Data provided
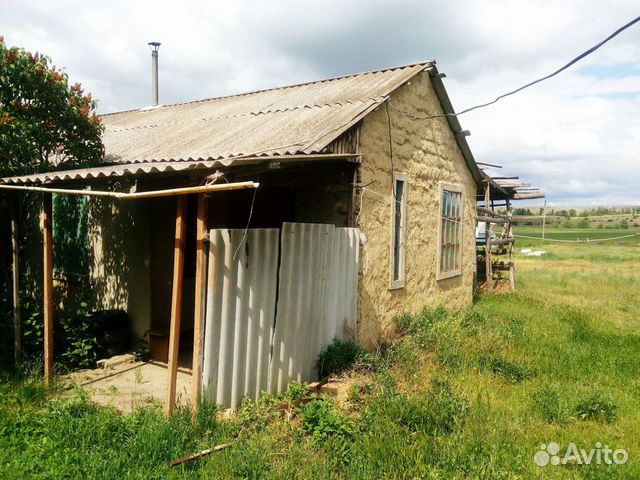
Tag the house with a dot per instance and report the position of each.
(364, 209)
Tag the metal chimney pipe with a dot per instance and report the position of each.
(155, 46)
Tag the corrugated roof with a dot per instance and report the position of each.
(299, 119)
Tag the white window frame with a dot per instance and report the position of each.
(398, 265)
(446, 187)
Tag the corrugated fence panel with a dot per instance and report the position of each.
(342, 302)
(305, 266)
(240, 314)
(250, 345)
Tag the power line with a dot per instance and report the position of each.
(530, 84)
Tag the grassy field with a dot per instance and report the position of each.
(468, 394)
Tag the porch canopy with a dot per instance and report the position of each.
(314, 121)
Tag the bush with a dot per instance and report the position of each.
(335, 358)
(597, 406)
(498, 364)
(326, 424)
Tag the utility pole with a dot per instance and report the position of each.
(544, 217)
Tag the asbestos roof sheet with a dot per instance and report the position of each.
(112, 171)
(300, 119)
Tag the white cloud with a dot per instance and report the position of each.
(575, 135)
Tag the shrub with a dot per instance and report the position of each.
(325, 423)
(508, 369)
(335, 358)
(597, 406)
(548, 403)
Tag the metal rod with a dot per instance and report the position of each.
(15, 271)
(48, 289)
(137, 195)
(199, 305)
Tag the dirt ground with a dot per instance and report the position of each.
(130, 384)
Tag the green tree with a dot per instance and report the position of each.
(45, 124)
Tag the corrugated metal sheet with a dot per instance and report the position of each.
(305, 267)
(246, 351)
(240, 314)
(282, 121)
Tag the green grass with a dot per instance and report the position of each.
(469, 394)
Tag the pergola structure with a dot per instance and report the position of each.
(499, 191)
(178, 273)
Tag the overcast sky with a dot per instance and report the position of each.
(577, 135)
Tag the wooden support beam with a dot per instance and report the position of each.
(48, 288)
(202, 239)
(528, 196)
(491, 219)
(489, 212)
(15, 272)
(513, 184)
(487, 238)
(502, 241)
(512, 266)
(176, 301)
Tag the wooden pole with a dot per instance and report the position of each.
(512, 267)
(487, 239)
(17, 334)
(199, 308)
(48, 289)
(176, 302)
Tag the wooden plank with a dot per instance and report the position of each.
(488, 211)
(136, 195)
(528, 196)
(200, 454)
(487, 236)
(489, 165)
(48, 288)
(176, 301)
(491, 219)
(502, 241)
(199, 308)
(512, 270)
(15, 273)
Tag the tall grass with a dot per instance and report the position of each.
(455, 394)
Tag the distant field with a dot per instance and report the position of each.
(477, 393)
(576, 234)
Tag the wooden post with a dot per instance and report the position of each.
(48, 289)
(17, 333)
(199, 305)
(487, 239)
(512, 263)
(176, 301)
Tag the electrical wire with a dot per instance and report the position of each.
(586, 240)
(246, 229)
(530, 84)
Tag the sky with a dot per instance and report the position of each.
(577, 135)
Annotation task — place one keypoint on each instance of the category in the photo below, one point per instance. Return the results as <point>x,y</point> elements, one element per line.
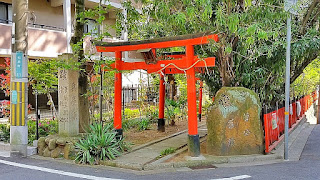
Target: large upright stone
<point>68,99</point>
<point>234,126</point>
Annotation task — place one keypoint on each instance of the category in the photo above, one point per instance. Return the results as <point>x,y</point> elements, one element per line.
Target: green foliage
<point>5,132</point>
<point>100,143</point>
<point>308,81</point>
<point>144,124</point>
<point>131,113</point>
<point>172,109</point>
<point>252,35</point>
<point>130,123</point>
<point>152,113</point>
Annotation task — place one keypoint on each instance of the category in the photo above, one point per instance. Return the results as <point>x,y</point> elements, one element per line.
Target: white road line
<point>53,171</point>
<point>235,178</point>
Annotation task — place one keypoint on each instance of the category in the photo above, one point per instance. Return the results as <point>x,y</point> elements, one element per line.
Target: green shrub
<point>152,113</point>
<point>5,132</point>
<point>129,123</point>
<point>144,124</point>
<point>100,143</point>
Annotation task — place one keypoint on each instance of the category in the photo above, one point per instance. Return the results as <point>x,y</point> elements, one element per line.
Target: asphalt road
<point>308,167</point>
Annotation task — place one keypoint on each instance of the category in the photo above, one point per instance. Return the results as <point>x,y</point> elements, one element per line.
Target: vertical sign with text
<point>19,64</point>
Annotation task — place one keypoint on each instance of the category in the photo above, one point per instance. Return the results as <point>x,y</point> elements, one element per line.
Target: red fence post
<point>200,100</point>
<point>266,131</point>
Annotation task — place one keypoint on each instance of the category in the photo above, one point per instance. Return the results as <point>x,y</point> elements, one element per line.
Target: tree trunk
<point>52,105</point>
<point>83,79</point>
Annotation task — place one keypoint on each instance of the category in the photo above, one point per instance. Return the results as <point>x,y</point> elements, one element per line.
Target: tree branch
<point>296,73</point>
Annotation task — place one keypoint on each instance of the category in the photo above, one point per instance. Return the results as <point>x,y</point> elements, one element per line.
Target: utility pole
<point>290,7</point>
<point>19,79</point>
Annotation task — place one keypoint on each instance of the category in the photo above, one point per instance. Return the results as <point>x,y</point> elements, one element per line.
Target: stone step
<point>5,150</point>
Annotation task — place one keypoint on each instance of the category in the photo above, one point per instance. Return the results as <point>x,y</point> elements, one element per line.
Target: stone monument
<point>68,99</point>
<point>234,125</point>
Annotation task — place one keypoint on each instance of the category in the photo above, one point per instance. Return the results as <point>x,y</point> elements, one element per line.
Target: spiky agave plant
<point>100,143</point>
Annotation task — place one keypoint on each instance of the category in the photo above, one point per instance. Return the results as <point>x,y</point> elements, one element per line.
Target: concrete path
<point>144,155</point>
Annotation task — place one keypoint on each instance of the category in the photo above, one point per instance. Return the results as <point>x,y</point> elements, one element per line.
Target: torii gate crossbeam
<point>188,63</point>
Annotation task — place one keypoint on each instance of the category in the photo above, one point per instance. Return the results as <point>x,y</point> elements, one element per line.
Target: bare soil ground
<point>137,137</point>
<point>182,156</point>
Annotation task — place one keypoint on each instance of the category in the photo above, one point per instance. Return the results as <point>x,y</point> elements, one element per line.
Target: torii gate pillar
<point>118,96</point>
<point>193,136</point>
<point>161,121</point>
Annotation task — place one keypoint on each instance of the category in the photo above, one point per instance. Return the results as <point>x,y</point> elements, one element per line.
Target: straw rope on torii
<point>187,63</point>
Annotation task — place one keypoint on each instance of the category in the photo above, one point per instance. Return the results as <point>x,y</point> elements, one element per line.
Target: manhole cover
<point>203,167</point>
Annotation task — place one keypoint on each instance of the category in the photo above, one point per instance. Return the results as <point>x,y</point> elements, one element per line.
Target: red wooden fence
<point>274,121</point>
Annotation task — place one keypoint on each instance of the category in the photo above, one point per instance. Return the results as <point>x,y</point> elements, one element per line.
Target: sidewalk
<point>44,114</point>
<point>146,157</point>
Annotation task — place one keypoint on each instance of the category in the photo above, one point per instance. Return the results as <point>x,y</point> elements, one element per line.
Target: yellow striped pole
<point>19,79</point>
<point>19,104</point>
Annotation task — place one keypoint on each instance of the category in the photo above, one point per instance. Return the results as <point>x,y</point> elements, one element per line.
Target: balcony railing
<point>35,25</point>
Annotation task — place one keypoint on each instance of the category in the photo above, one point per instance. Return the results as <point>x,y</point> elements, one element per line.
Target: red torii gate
<point>188,63</point>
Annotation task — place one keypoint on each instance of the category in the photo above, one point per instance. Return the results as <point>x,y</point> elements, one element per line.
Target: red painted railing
<point>274,121</point>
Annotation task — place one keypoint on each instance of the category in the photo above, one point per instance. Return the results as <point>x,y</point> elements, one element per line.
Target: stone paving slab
<point>150,153</point>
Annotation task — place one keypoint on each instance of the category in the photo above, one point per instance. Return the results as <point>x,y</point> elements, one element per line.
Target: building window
<point>91,27</point>
<point>5,13</point>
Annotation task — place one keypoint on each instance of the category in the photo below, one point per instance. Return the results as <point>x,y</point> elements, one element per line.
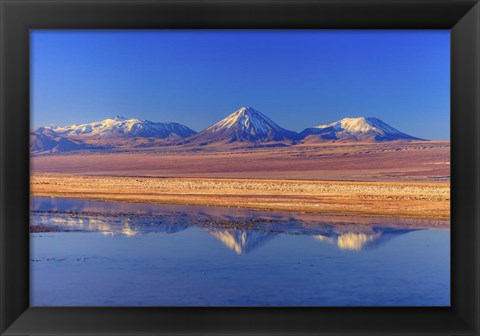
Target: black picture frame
<point>17,17</point>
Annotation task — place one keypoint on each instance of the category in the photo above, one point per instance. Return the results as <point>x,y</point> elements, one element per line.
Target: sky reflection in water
<point>161,255</point>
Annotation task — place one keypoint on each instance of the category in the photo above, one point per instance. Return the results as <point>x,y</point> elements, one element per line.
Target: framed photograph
<point>232,167</point>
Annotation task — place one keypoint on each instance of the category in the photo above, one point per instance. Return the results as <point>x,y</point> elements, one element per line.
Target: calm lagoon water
<point>127,254</point>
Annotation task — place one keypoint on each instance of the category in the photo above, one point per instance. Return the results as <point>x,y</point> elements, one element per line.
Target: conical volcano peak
<point>244,125</point>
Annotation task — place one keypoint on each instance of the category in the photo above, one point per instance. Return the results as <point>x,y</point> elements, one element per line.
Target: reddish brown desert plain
<point>401,179</point>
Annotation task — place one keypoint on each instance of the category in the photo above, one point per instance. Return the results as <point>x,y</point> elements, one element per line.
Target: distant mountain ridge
<point>245,127</point>
<point>357,129</point>
<point>119,127</point>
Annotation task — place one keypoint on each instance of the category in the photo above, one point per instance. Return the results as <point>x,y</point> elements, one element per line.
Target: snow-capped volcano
<point>244,125</point>
<point>356,129</point>
<point>119,127</point>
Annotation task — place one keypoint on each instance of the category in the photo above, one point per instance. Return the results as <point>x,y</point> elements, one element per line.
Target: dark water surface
<point>92,253</point>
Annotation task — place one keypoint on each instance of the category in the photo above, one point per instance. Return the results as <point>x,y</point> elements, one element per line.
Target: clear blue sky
<point>297,78</point>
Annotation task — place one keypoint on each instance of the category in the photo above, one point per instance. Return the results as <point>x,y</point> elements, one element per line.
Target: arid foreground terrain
<point>408,199</point>
<point>408,179</point>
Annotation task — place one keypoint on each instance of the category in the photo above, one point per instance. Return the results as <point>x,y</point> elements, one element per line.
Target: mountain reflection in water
<point>93,253</point>
<point>241,238</point>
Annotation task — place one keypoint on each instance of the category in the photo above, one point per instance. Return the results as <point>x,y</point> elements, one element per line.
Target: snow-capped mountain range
<point>357,129</point>
<point>245,126</point>
<point>119,127</point>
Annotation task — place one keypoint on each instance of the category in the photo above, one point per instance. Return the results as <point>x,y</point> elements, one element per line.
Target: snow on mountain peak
<point>358,129</point>
<point>244,125</point>
<point>118,127</point>
<point>248,119</point>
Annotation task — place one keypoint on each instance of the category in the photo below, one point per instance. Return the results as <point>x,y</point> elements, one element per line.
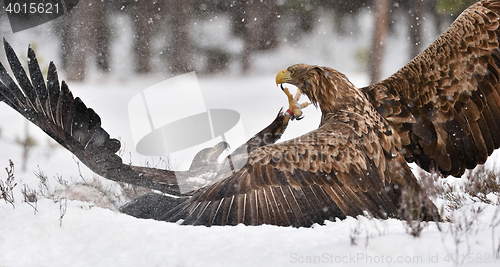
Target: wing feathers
<point>446,100</point>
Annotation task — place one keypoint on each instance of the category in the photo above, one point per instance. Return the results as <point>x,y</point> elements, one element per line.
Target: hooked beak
<point>283,77</point>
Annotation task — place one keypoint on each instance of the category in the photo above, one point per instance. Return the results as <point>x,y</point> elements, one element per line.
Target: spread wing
<point>66,119</point>
<point>445,103</point>
<point>337,170</point>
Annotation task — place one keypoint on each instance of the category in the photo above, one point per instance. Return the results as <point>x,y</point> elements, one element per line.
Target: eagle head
<point>323,86</point>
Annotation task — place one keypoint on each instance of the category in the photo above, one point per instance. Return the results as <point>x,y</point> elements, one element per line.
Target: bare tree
<point>143,15</point>
<point>379,37</point>
<point>260,30</point>
<point>84,32</point>
<point>415,27</point>
<point>181,45</point>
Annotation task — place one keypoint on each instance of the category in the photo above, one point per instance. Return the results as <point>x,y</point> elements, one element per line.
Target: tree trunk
<point>415,26</point>
<point>381,23</point>
<point>143,14</point>
<point>182,50</point>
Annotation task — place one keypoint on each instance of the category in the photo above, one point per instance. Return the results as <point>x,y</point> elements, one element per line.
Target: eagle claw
<point>294,108</point>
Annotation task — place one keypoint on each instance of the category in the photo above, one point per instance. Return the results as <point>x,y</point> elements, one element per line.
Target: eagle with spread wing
<point>441,111</point>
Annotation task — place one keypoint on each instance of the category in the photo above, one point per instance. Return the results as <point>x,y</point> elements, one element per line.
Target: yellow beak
<point>283,76</point>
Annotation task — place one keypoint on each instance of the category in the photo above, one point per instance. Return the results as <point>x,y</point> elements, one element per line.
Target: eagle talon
<point>294,108</point>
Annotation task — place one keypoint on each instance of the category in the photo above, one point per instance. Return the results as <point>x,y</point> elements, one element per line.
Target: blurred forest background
<point>166,30</point>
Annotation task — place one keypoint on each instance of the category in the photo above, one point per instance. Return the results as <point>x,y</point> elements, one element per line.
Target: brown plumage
<point>441,110</point>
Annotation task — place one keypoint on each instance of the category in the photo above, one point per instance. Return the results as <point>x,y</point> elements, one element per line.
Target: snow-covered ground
<point>75,233</point>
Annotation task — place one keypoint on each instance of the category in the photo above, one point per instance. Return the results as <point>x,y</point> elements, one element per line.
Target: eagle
<point>441,111</point>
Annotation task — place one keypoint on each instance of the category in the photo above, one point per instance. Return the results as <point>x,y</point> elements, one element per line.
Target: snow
<point>75,233</point>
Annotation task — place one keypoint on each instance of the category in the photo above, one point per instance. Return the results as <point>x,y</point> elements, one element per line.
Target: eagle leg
<point>294,108</point>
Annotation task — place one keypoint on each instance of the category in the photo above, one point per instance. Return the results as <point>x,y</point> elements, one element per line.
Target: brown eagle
<point>441,110</point>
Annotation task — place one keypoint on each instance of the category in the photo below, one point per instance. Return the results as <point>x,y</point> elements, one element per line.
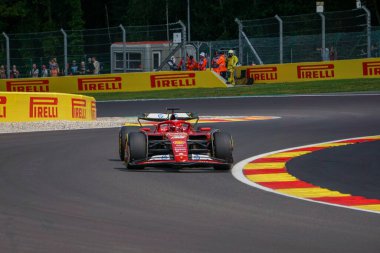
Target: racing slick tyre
<point>137,149</point>
<point>223,149</point>
<point>122,141</point>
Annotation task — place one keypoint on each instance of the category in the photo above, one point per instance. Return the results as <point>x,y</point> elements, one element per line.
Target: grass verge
<point>314,87</point>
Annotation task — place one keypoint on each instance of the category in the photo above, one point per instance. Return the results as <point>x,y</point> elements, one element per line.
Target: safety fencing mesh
<point>344,34</point>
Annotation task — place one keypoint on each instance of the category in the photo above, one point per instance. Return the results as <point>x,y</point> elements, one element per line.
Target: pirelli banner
<point>312,71</point>
<point>147,81</point>
<point>32,106</point>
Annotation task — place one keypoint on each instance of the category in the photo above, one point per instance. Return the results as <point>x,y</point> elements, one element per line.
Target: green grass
<point>315,87</point>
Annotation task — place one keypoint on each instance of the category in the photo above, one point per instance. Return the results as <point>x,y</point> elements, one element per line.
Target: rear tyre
<point>136,149</point>
<point>223,147</point>
<point>122,142</point>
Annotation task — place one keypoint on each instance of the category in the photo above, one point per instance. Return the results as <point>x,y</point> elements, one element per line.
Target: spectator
<point>34,72</point>
<point>54,67</point>
<point>14,72</point>
<point>44,71</point>
<point>374,50</point>
<point>191,64</point>
<point>82,68</point>
<point>221,63</point>
<point>90,66</point>
<point>172,64</point>
<point>214,61</point>
<point>232,61</point>
<point>96,65</point>
<point>74,68</point>
<point>202,65</point>
<point>3,73</point>
<point>332,54</point>
<point>180,64</point>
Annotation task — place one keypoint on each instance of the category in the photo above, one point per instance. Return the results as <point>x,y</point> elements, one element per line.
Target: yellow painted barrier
<point>33,106</point>
<point>122,82</point>
<point>313,71</point>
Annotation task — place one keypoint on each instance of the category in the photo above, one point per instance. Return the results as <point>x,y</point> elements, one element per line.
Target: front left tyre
<point>222,147</point>
<point>136,149</point>
<point>122,142</point>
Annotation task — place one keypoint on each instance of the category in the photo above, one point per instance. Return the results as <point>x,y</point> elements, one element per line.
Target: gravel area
<point>104,122</point>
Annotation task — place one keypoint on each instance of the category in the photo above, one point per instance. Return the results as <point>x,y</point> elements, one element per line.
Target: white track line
<point>237,172</point>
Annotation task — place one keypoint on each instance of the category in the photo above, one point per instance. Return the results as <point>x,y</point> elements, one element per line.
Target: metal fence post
<point>323,50</point>
<point>124,53</point>
<point>65,49</point>
<point>368,14</point>
<point>184,41</point>
<point>8,55</point>
<point>281,41</point>
<point>240,27</point>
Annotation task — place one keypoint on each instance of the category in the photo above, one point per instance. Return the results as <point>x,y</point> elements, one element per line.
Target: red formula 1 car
<point>175,142</point>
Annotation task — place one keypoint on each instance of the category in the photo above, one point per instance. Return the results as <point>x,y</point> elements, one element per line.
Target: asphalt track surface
<point>67,191</point>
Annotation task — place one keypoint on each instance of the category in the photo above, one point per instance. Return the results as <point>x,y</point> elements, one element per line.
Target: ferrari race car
<point>173,141</point>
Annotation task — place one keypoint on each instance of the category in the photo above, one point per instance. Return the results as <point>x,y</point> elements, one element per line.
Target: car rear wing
<point>159,117</point>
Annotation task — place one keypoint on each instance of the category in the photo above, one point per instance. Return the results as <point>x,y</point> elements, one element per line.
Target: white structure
<point>143,56</point>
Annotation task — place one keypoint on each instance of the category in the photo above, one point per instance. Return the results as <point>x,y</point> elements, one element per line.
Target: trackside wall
<point>312,71</point>
<point>33,106</point>
<point>122,82</point>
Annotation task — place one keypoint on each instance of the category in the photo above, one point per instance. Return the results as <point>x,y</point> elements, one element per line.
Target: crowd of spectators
<point>92,67</point>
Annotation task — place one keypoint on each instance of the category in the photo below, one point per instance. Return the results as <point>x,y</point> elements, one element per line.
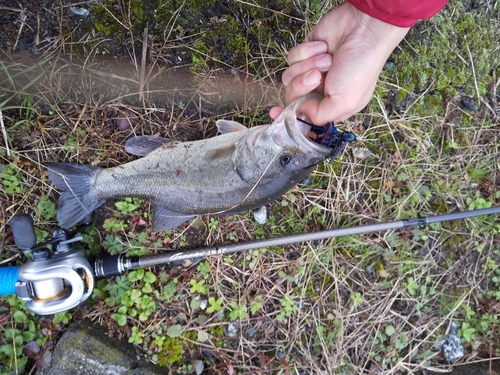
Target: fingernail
<point>311,79</point>
<point>324,62</point>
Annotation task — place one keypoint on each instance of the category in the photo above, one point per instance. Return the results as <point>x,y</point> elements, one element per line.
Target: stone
<point>85,349</point>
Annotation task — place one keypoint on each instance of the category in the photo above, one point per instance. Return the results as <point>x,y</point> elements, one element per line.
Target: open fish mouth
<point>324,141</point>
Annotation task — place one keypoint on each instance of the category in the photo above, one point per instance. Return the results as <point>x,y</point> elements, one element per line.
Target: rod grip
<point>8,279</point>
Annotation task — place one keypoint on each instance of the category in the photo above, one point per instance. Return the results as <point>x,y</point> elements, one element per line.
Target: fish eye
<point>285,159</point>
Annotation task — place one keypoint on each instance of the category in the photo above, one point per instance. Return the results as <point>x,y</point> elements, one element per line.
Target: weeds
<point>376,302</point>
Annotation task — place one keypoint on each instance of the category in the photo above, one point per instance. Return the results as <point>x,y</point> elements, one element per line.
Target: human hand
<point>341,58</point>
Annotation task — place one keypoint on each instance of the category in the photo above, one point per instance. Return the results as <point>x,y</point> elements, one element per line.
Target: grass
<point>352,305</point>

What you will do
Please count the lines in the rows above that contain the word "tree". Reply with that number alone.

Worked answer
5